*Request:*
Can you rewrite the records from the start through the line containing "left=155, top=179, right=690, bottom=400" with every "endpoint" changed to "service" and nothing else altered?

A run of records

——

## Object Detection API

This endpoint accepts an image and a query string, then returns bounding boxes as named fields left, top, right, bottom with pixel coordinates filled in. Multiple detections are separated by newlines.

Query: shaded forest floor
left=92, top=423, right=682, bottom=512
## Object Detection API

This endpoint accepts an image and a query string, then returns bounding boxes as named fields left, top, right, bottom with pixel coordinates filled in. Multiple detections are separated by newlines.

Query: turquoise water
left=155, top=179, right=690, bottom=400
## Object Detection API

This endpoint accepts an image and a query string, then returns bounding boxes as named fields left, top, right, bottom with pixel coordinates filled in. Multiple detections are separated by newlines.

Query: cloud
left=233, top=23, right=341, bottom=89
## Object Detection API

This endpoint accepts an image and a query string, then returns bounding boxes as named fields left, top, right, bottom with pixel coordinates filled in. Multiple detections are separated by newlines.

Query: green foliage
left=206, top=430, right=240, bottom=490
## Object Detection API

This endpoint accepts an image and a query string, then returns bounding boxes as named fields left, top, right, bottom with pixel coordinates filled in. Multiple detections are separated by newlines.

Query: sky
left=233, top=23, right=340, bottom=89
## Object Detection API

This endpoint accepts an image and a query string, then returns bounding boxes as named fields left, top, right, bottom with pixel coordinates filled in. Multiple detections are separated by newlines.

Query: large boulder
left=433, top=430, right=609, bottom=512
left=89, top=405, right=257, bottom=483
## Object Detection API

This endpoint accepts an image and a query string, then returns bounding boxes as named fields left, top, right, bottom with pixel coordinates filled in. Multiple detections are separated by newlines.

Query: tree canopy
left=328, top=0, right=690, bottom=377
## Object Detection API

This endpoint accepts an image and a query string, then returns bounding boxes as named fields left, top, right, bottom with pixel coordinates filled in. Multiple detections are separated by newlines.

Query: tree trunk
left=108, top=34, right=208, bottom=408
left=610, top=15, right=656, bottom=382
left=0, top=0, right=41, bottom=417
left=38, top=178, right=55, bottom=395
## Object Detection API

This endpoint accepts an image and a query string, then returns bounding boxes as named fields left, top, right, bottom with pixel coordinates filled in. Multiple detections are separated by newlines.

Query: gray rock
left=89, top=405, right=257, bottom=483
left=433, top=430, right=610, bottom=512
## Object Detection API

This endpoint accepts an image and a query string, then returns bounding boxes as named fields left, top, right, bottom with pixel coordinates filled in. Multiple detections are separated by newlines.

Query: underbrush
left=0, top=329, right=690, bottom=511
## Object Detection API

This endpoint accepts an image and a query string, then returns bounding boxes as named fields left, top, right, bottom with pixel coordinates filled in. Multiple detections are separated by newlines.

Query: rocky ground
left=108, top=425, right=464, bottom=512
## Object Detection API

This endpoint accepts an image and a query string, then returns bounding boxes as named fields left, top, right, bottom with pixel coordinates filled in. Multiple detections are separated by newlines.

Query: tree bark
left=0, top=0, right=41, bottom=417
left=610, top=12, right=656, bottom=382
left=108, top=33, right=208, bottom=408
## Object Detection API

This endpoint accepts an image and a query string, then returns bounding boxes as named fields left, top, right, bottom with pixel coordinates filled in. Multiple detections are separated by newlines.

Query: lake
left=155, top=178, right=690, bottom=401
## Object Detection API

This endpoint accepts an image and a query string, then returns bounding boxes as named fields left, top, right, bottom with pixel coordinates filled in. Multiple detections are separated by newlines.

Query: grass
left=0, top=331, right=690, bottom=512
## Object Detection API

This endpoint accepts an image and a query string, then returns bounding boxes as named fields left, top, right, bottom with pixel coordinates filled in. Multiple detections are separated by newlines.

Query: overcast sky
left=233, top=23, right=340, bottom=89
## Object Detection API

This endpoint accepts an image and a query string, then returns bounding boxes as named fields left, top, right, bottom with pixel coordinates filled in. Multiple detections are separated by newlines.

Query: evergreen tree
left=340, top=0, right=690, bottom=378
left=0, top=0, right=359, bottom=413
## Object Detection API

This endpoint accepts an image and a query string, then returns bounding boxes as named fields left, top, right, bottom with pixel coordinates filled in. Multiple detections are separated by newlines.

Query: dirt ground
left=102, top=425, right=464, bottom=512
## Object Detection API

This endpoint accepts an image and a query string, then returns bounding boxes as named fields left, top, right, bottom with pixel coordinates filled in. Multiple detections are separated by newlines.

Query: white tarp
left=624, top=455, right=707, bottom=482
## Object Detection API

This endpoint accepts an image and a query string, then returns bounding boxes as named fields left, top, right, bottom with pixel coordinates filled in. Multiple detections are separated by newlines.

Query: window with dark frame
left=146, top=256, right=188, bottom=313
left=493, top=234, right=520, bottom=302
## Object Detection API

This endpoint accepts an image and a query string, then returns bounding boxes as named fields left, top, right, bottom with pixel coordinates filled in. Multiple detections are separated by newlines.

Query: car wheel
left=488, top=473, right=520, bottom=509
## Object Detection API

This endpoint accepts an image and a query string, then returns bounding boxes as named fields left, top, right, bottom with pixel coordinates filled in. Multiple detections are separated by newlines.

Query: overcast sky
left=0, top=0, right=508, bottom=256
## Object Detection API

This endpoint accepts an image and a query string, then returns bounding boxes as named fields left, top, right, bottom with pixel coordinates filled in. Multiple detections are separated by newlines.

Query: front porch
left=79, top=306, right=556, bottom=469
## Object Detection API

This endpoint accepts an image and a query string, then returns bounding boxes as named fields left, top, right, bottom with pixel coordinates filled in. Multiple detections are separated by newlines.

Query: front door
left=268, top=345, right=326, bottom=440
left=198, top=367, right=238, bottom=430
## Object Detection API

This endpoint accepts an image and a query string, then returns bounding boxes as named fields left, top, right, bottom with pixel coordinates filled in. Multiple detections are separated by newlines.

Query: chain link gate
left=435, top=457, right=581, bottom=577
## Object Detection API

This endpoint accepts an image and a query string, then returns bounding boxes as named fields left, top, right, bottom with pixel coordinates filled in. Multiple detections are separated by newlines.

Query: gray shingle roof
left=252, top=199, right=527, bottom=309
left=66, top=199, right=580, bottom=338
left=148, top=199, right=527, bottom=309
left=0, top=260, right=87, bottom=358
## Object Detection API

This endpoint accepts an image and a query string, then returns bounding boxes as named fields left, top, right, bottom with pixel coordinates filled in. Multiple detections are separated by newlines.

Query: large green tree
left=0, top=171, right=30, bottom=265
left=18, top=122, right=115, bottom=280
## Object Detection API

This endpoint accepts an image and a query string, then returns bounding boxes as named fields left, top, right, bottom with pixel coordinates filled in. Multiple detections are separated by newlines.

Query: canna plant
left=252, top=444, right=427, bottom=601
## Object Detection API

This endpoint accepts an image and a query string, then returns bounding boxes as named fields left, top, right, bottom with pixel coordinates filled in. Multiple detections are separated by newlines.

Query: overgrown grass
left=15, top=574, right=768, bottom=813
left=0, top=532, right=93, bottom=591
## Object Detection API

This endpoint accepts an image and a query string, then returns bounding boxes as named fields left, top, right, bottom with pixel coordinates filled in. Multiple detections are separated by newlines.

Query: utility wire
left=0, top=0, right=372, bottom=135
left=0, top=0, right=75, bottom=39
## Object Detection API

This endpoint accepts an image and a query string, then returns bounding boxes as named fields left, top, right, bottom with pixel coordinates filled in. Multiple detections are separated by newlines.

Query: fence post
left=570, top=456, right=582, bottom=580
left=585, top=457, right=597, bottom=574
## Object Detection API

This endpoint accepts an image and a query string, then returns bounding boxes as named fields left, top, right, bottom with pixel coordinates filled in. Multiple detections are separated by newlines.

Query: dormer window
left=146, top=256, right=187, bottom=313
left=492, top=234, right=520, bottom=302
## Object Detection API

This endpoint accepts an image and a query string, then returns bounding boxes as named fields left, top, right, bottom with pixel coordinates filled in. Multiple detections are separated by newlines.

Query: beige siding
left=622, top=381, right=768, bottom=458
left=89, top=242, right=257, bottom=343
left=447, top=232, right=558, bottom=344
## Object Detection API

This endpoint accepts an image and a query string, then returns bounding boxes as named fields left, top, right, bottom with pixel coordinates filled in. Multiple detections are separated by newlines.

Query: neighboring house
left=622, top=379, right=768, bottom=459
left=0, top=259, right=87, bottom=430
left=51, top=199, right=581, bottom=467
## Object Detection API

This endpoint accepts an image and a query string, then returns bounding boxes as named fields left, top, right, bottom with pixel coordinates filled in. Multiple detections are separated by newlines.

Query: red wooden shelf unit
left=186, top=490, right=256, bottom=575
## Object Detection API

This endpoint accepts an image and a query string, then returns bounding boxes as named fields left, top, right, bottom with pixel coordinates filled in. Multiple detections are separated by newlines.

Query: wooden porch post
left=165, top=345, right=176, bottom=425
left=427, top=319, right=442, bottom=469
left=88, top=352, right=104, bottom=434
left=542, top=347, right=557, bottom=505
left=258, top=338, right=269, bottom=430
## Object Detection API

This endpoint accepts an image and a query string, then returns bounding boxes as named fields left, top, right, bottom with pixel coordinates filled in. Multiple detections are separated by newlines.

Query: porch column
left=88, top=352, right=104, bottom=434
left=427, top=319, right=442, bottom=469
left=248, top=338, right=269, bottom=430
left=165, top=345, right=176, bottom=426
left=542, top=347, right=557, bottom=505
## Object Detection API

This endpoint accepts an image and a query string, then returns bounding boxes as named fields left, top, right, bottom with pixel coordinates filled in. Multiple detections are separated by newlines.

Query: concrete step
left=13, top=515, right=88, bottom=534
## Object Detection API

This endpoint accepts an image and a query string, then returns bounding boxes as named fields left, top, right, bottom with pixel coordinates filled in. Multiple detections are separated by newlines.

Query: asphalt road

——

*Response:*
## Object Detection API

This service accepts an image and a query string, then returns bounding boxes as named fields left, top, right, bottom with pixel coordinates filled in. Multiple detections are separated by newlines.

Query: shaded forest floor
left=92, top=423, right=682, bottom=512
## Object Detection API

This service accepts an image and a query string, then returns bounding boxes as named fields left, top, right, bottom with pixel coordinates filled in. Multiple detections are separated by newlines.

Query: turquoise water
left=155, top=179, right=690, bottom=400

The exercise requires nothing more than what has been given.